## STATED PROBLEM
Rewrite all of the material below, swapping "keypoint" for "marker" wherever it occurs and changing nothing else.
________________________
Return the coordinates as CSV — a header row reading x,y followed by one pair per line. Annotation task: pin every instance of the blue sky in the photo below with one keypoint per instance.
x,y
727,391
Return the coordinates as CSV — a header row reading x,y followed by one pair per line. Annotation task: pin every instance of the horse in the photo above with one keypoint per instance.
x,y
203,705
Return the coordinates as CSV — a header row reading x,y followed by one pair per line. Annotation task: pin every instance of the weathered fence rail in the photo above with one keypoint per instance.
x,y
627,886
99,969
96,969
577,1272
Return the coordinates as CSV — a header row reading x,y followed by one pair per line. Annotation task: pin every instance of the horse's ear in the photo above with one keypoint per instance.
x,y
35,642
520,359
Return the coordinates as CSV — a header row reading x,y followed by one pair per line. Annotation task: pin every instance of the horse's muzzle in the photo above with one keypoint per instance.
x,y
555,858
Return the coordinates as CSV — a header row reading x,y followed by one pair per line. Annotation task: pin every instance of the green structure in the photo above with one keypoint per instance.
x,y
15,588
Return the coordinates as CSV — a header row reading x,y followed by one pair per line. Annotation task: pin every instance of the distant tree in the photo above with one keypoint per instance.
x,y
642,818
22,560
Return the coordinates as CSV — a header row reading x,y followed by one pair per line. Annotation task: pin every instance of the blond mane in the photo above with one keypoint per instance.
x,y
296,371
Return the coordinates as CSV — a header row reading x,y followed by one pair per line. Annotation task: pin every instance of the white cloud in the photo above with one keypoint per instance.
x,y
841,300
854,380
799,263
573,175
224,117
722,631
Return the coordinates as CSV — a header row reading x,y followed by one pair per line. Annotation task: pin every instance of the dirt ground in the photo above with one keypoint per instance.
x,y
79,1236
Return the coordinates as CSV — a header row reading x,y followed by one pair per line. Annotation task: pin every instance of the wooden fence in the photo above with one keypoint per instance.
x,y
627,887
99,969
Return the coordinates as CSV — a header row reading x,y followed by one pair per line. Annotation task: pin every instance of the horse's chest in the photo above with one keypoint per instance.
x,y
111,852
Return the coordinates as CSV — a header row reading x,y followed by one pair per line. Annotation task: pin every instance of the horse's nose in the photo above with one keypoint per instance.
________________________
## FINAL ANSWER
Return the coordinates as CSV — a header row reading x,y followed by one pair per line. Annotation task: pin every instance of the blue sky in the photo below with one marker per instance.
x,y
727,391
Return the coordinates as CSV — a header row reading x,y followed by one pair per line. Annotation task: pin every instance of the horse in the photo above with one marker per instance.
x,y
203,705
Return the coordinates as CSV — a header row reading x,y followed by one pair per line. Annotation task: pin every instance of the weathered fence rail in the photo above with one marker per instance.
x,y
627,886
99,969
96,969
577,1272
Return the coordinates as CSV — a header row reading x,y followed by one pair per line. Annotation task: pin every instance of the horse's ear in the photo above with one marker per instance.
x,y
35,642
520,359
Return the coordinates as CSV — a header row reading x,y followed by one pair per line. Annotation task: pin every instance of the horse's muzzle in the photo above with one marker per instance.
x,y
555,858
Return the coordinates as CSV — a header row reading x,y followed by one pair per line. Annotation task: pin every instance of the green structure in the photo above with one marker per instance.
x,y
15,588
Return the coordinates as CSV — a header row reading x,y followed by one pair per line. Annotation task: pin every instance of the distant tree in the photo above with one marker per instance.
x,y
642,818
22,560
Return the coordinates as CSV — a header row reading x,y followed by one pair per line. Annotation task: pin every instance of the blond mane in the photo above with one marker per instance.
x,y
296,371
Return the coordinates as CSV — a header row reading x,y followed by one pair per line. Annotation task: pin every instance of the white cloud in the photo above with one marker per instance.
x,y
841,300
854,380
799,263
573,175
224,117
722,631
Return the coordinates as CSV — a header row reading x,y followed by one pair per line. Annotation task: pin every instance of the dirt ground in the photo above with one marker per instance.
x,y
79,1236
Return the coordinates as CSV — a header row reading x,y followed by one pair per line. Annotation task: pin every instance of the wooden fence in the photo above with one marker per instance.
x,y
627,887
99,969
Return the coordinates as CSV — a header row reading x,y followed by one pair per line. Annotation task: pin every instance of the horse's chest in the photo above with one marker per instance.
x,y
111,852
Return the coordinates as CSV — a header row reading x,y followed by one pair per line. Annotation task: pin every instance of the horse's nose in the photo above with one marker per instance.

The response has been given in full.